*Exercise objective*:
Could you repeat the records below exactly, leaving out any pictures?

*Input rows*:
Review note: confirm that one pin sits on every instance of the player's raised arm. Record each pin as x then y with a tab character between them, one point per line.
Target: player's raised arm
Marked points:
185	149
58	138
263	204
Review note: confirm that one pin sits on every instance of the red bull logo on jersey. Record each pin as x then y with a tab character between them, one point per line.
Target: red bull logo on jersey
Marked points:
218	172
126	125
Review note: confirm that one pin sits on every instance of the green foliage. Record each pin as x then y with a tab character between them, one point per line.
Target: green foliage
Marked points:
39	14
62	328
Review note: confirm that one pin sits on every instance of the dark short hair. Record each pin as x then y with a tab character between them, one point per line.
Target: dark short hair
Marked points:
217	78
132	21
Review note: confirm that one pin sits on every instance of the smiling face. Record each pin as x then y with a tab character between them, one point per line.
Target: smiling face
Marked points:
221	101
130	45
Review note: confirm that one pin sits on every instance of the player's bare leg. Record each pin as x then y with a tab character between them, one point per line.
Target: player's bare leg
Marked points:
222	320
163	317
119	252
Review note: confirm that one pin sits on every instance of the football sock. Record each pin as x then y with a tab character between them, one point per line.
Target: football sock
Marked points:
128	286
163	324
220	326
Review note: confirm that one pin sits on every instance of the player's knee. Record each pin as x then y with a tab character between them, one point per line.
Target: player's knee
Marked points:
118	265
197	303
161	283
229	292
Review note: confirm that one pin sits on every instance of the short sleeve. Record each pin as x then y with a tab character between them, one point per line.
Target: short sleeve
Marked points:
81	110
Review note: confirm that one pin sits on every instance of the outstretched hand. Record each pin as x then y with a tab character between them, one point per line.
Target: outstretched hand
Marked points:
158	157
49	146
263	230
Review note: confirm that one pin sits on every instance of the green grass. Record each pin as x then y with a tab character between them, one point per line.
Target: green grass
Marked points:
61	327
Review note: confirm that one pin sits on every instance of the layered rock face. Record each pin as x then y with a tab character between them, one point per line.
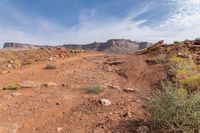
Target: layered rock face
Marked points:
24	46
113	46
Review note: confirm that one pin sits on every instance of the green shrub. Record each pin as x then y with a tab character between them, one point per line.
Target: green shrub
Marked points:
12	86
192	83
160	59
94	89
175	109
50	66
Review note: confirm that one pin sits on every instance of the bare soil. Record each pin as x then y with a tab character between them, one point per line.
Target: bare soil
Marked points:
66	107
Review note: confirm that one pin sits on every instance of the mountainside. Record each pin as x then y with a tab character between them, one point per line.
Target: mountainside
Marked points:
113	46
26	46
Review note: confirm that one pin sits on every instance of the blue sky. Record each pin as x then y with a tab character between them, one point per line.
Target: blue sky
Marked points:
56	22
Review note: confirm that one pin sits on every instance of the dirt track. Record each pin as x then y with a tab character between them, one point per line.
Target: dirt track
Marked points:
66	107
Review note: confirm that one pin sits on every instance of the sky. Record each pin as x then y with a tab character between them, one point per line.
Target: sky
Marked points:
55	22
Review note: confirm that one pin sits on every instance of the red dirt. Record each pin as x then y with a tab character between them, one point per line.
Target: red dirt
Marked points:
68	108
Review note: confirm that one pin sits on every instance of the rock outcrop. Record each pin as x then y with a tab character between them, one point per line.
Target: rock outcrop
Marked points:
113	46
25	46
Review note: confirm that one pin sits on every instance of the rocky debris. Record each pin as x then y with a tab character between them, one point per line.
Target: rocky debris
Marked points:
112	87
8	128
50	84
105	102
16	94
115	63
29	84
182	55
143	129
59	129
157	46
197	41
130	90
4	72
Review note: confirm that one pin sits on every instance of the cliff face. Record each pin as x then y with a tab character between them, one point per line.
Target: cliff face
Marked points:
25	46
113	46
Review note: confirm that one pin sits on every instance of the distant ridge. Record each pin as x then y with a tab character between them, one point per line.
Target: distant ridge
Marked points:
113	46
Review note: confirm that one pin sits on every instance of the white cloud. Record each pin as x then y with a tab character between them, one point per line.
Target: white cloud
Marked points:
182	23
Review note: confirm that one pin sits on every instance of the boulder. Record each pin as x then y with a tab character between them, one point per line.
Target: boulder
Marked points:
29	84
105	102
157	45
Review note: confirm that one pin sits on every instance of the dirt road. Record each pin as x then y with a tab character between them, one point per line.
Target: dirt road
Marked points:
65	107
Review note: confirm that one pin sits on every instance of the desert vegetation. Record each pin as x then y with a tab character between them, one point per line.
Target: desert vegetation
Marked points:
176	105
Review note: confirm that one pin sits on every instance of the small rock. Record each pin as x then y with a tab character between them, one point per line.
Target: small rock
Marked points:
10	66
4	72
143	129
29	84
59	129
57	103
130	90
181	55
105	102
16	94
50	84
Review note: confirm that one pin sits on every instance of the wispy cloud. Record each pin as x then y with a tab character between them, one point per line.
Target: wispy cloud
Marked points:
182	23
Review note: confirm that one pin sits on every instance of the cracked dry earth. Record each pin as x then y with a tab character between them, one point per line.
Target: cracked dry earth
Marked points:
66	107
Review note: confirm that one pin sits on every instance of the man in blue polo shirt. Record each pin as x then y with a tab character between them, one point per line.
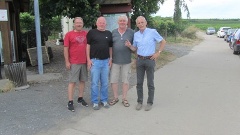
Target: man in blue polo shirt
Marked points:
144	42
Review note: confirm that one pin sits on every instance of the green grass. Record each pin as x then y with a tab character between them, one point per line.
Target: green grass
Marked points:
216	23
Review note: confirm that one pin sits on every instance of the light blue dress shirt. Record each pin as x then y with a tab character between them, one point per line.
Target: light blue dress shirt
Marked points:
146	41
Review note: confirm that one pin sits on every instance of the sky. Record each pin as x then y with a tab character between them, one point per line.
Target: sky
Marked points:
204	9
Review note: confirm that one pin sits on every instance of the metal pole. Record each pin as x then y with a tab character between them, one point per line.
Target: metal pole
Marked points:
38	35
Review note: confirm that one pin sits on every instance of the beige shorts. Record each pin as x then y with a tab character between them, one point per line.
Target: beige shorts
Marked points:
120	70
78	72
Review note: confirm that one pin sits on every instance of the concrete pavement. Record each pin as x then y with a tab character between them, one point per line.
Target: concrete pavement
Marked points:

*The response*:
Review note: confirm that one pin sits on every instance of the player's raised arm. Record each pin as x then y with a tab character between them, one point per line.
Target: player's raised arm
Marked points:
185	149
58	138
263	204
Review note: confirm that one pin sits on every instance of the red bull logo on jersey. Record each pin as x then y with a tab character between them, one point per line.
Target: red bull logo on jersey
Marked points:
218	172
126	125
Review note: confirm that one pin sits on every instance of the green foliage. Record each pin as x then y with a tab character between them, one point per line.
Target: green foliage
Marked points:
39	14
62	328
Review note: confirm that one pin sits on every instance of the dark short hair. Record each pin as x then y with a tab character between them, one point per line.
Target: dark short hair
Marked points:
217	78
132	21
Review note: confirm that one pin sits on every instance of the smiling face. Record each pin as x then y with a tab character between them, one point per line.
Target: smiling face
Marked points:
221	101
130	45
Review note: confirm that one pin sits on every instance of the player's bare leg. Record each pin as x then y with a tab character between them, one point per line.
Target: player's bare leg
Marked points:
222	320
163	317
119	252
Review note: confirm that one pin sits on every instance of the football sock. Record each pin as x then y with a tab character between them, one point per line.
Target: football sock
Marked points:
128	286
163	324
220	326
Review note: confirm that one pin sits on every instance of the player's knee. Record each pin as x then y with a tab character between them, one point per line.
Target: player's knee
Marked points:
118	265
197	303
161	283
229	292
Review note: confirm that one pin sits on every instance of the short sleeve. Record each pin as x then y with a tab character between them, one point per line.
Target: short sleeve
Marked points:
81	110
Review note: confirm that one pin sits on every instance of the outstretched hand. Record each pin as x then y with a tab character between them, one point per line.
Target: outstretched hand
Marked points:
158	157
49	146
263	230
Review note: confirm that one pin sits on every instance of the green grass. Record each pin as x then y with a tab character between them, one point per line.
Target: green grass
Marked points:
61	327
Review note: confirm that one pin sits on every instance of the layered rock face. Record each pin as x then y with a tab character between them, one point per line.
Target: layered rock face
Marked points:
24	46
113	46
Review note: confirm that one pin sits on every instance of the green shrub. Record each pin as x then y with a tab character between them, one point per line.
Target: green shrub
Marked points:
12	86
192	83
160	59
94	89
175	109
50	66
Review note: confirm that one pin sits on every instance of the bare soil. Record each pin as x then y with a tab character between them, one point per line.
Target: bare soil
Marked points:
66	107
Review note: confirm that one pin sits on every instance of the mountainside. Record each pin as x then y with a tab character between them, one point per line.
Target: mountainside
Marked points:
113	46
26	46
Review note: confirm that one pin sits on every instance of the blue sky. Record each pin as x then y with a tab character between them, one point per line.
Target: blue sky
Marked points:
56	22
Review note: confirm that one pin sits on every instance of the dirt track. Record each pin as x then y with a tab character between them, one point per line.
Target: dirt track
Marked points:
66	107
Review note: confirm that one pin sits on every instance of the sky. Record each pin as x then y with a tab character between them, one point per line.
Target: sky
Marked points:
55	22
Review note: confirm that one pin sits on every instance of the red dirt. Record each pin as x then y with a tab character between them, one point per line.
Target: red dirt
Marked points:
68	108
Review note: confirm that one pin sits on every instance of the rock outcrop. Record each pin as x then y with a tab character between them, one point per line.
Target: rock outcrop
Marked points:
113	46
25	46
Review note: confirm that one pin sits on every instance of the rocky debris. Record each pin as x then y with a tab character between them, one point per line.
Target: rocky debris
Marked points:
112	87
8	128
50	84
105	102
16	94
115	63
29	84
182	55
143	129
59	129
157	46
197	41
130	90
4	72
Review note: confirm that one pin sits on every instance of the cliff face. Record each pin as x then y with a tab character between them, one point per line.
Target: cliff face
Marked points:
25	46
113	46
Review note: confirm that one pin sits on every instance of the distant ridge. Record each pin as x then y with a tab character between them, one point per line.
Target: distant ridge
Marked points:
113	46
Review note: confirm that one pin sits on every instance of the white cloud. Record each pin as x then y with a tab character between them, one point per line.
Target: white cloud
Marked points:
182	23
Review note: confirm that one pin sits on every instance of the boulder. Record each pin as x then y with a tab character between them, one point per line.
Target: boulder
Marked points:
29	84
105	102
157	45
Review note: confirm that one pin sits on every instance of the dirt road. Record each pin as x then y with a tab character between them, one point per line.
Target: dirt road
Marked points:
65	107
Review note: confirm that one pin sits on every instance of the desert vegetation. Record each pin as x then y with a tab character between them, one point per line.
Target: desert vegetation
Marked points:
176	105
Review note: confirm that one pin sits on every instance of the small rock. Record each pin as x then y with a tab character between them, one point per line.
Target: small rock
Marked points:
10	66
4	72
143	129
29	84
59	129
57	103
130	90
181	55
105	102
16	94
50	84
Review note: confirm that one pin sits on every instance of the wispy cloud. Record each pin as x then y with a tab character between them, one point per line.
Target: wispy cloud
Marked points:
182	23
Review note: confirm that one pin sits on every instance of the cracked dry earth. Record each pin as x then y with a tab character between them, one point per line.
Target: cracked dry earth
Marked points:
66	107
Review note: confirm that one pin sits on every instance of the man in blue polo shirt. Record each pin as x then y with a tab character between them, one point per line.
Target: man in blue polo shirt
Marked points:
144	42
Review note: confirm that one pin sits on every instance of the green grass. Record each pin as x then y with a tab character between them, one point per line.
Target: green grass
Marked points:
216	23
Review note: confirm that one pin sits on every instance of the light blue dress shirt. Record each pin as x then y with a tab character between them, one point per line.
Target: light blue dress shirt
Marked points:
146	41
Review note: confirm that one pin sits on every instance of the sky. Record each pin as x then y with a tab character between them, one point per line.
Target: sky
Marked points:
204	9
Review note: confirm that one pin sits on every instance of the metal pole. Record each pin as x then y with a tab character between them, one point per line.
Target: metal pole
Marked points:
38	35
Review note: confirm that one pin sits on every instance of the beige shorts. Record each pin as x then y with a tab character between them, one point per line.
Target: beige shorts
Marked points:
120	70
78	72
Review note: confirm that one pin sits on every instance of the concrete pavement. Record each pin as x then y with a tab character between them, one point per line.
Target: concrete pavement
Marked points:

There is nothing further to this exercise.